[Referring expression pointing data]
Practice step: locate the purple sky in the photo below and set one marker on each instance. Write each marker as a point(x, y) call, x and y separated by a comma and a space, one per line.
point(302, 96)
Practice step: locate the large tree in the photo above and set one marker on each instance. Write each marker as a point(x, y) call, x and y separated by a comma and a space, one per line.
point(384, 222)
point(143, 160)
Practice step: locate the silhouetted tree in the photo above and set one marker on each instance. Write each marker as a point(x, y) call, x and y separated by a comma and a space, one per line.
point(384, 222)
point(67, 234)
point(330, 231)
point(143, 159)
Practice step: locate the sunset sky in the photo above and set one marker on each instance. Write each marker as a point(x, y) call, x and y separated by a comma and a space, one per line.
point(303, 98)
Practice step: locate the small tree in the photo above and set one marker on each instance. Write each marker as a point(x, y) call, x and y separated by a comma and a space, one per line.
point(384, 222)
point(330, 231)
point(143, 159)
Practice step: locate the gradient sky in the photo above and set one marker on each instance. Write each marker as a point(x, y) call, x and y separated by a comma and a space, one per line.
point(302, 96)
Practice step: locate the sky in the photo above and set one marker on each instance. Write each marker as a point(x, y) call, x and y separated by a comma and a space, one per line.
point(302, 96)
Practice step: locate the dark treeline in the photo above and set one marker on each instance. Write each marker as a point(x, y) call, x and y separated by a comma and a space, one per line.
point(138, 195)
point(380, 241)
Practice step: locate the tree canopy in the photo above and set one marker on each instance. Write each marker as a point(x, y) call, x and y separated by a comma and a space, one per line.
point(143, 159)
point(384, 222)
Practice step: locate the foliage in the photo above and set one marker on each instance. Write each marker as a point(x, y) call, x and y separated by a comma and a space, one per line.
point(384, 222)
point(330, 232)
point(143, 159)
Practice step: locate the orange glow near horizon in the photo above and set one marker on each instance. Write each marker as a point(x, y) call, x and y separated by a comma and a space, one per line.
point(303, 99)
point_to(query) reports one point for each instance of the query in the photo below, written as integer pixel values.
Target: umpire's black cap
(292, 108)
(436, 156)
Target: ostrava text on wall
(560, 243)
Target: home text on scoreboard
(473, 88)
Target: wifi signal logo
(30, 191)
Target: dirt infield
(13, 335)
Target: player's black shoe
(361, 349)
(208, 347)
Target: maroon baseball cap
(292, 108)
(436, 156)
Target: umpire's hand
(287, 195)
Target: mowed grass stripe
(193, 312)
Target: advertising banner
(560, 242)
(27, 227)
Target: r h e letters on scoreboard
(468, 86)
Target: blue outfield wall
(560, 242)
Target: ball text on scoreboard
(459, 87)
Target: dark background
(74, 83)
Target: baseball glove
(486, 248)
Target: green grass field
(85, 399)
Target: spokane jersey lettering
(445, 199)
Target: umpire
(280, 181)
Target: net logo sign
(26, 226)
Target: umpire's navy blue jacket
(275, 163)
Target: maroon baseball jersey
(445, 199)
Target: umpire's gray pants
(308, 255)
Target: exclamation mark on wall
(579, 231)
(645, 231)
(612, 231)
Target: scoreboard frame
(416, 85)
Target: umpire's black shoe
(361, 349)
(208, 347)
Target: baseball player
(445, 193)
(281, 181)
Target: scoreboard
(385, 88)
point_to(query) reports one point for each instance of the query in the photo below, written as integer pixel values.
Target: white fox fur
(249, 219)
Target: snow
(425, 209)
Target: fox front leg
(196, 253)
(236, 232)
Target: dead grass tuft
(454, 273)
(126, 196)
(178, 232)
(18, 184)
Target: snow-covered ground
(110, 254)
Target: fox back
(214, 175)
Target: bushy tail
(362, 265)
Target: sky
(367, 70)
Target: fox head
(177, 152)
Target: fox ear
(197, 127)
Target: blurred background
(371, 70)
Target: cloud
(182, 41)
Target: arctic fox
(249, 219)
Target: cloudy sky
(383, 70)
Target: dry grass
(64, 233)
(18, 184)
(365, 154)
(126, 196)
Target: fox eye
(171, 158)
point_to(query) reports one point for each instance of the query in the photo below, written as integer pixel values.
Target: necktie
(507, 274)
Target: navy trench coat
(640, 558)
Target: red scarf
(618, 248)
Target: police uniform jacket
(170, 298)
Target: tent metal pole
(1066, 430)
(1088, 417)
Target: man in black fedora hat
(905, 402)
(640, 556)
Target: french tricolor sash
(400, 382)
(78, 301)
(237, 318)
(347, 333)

**Assignment**
May I have all of the records repeated exactly?

**Answer to the exercise**
Practice step: locate the purple sky in the photo below and set one marker on each instance. Write each marker as a point(x, y) call, x and y separated by a comma and a space, one per line.
point(302, 96)
Practice step: locate the large tree in the photo above and set one marker on each instance. Write each marker as a point(x, y) call, x and y separated by a comma and a space, one per line.
point(384, 222)
point(143, 160)
Practice step: locate the silhouetted tree in the photo above and set one marker on each instance. Write each marker as a point(x, y) call, x and y separated by a comma and a space, one per line.
point(384, 222)
point(67, 234)
point(330, 231)
point(143, 159)
Practice step: locate the sunset sky in the photo above and set one marker on each instance. Write each marker as a point(x, y) call, x and y separated by a comma and a space, one per line.
point(303, 98)
Practice step: locate the small tree in the photo above and set one marker on each instance. Write each marker as a point(x, y) call, x and y separated by a comma and a space, one per line.
point(384, 222)
point(330, 231)
point(143, 159)
Practice step: locate the gradient sky in the photo above and set one marker on each instance. Write each marker as a point(x, y) call, x and y separated by a comma and a space, one per line.
point(302, 96)
Practice step: locate the sky in the photo above and set one marker on each instance. Write each marker as a point(x, y) call, x and y separated by a comma and a space, one per line.
point(302, 96)
Practice step: locate the dark treeline in the photo above and set one marker on each instance. Write each marker as a point(x, y) call, x and y separated by a comma and a space, one per line.
point(138, 195)
point(380, 241)
Practice step: locate the tree canopy in the photo above and set one marker on each instance. Write each marker as a point(x, y) call, x and y separated by a comma and a space, one per line.
point(143, 159)
point(384, 222)
Practice step: locate the foliage in the photo above and set one marker on each instance. Write each marker as a point(x, y) call, x and y separated by a comma and a space, one per line.
point(384, 222)
point(330, 232)
point(143, 159)
Practice step: locate the orange glow near horizon in the photo above and set one marker on each instance. Write each marker as a point(x, y) call, x and y separated by a comma and a space, one per line.
point(303, 99)
point_to(query) reports one point for each instance of the query in the photo below, written as integer pixel values.
Target: umpire's black cap
(292, 108)
(436, 156)
Target: ostrava text on wall
(560, 243)
Target: home text on scoreboard
(473, 88)
Target: wifi signal logo
(30, 191)
Target: dirt infield
(13, 335)
Target: player's black shoe
(361, 349)
(208, 347)
Target: maroon baseball cap
(292, 108)
(436, 156)
Target: umpire's hand
(287, 195)
Target: mowed grass stripe
(193, 312)
Target: advertising banner
(560, 242)
(27, 227)
Target: r h e letters on scoreboard
(468, 86)
Target: blue outfield wall
(560, 242)
Target: ball text on scoreboard
(459, 87)
Target: dark background
(74, 83)
Target: baseball glove
(486, 248)
Target: green grass field
(85, 399)
Target: spokane jersey lettering
(445, 199)
Target: umpire
(280, 181)
Target: net logo sign
(26, 226)
Target: umpire's navy blue jacket
(275, 163)
Target: maroon baseball jersey
(445, 199)
Target: umpire's gray pants
(308, 255)
Target: exclamation mark on wall
(579, 231)
(645, 231)
(612, 231)
Target: scoreboard frame
(416, 85)
Target: umpire's black shoe
(361, 349)
(208, 347)
Target: baseball player
(445, 193)
(281, 181)
Target: scoreboard
(385, 88)
point_to(query) reports one point for each instance of the query in the photo below, written as integer pixel values.
Target: white fox fur
(249, 219)
Target: snow
(425, 209)
Target: fox front leg
(196, 253)
(236, 232)
Target: dead grass tuft
(454, 273)
(126, 196)
(178, 232)
(18, 184)
Target: snow-covered ground
(110, 254)
Target: fox back
(214, 175)
Target: bushy tail
(362, 265)
Target: sky
(367, 70)
Target: fox head
(177, 152)
Target: fox ear
(197, 127)
Target: blurred background
(371, 70)
Target: cloud
(182, 41)
Target: arctic fox
(249, 219)
Target: cloudy sky
(383, 70)
Target: dry grass
(64, 233)
(18, 184)
(365, 154)
(126, 196)
Target: fox eye
(171, 158)
point_to(query) reports one point for each instance of the query in the photo below, written as integer pixel values.
Target: necktie
(507, 274)
Target: navy trench coat
(640, 558)
Target: red scarf
(618, 248)
Target: police uniform jacket
(170, 298)
Target: tent metal pole
(1066, 430)
(1088, 417)
Target: man in black fedora hat
(905, 402)
(640, 556)
Target: french tricolor sash
(400, 382)
(78, 301)
(237, 318)
(347, 333)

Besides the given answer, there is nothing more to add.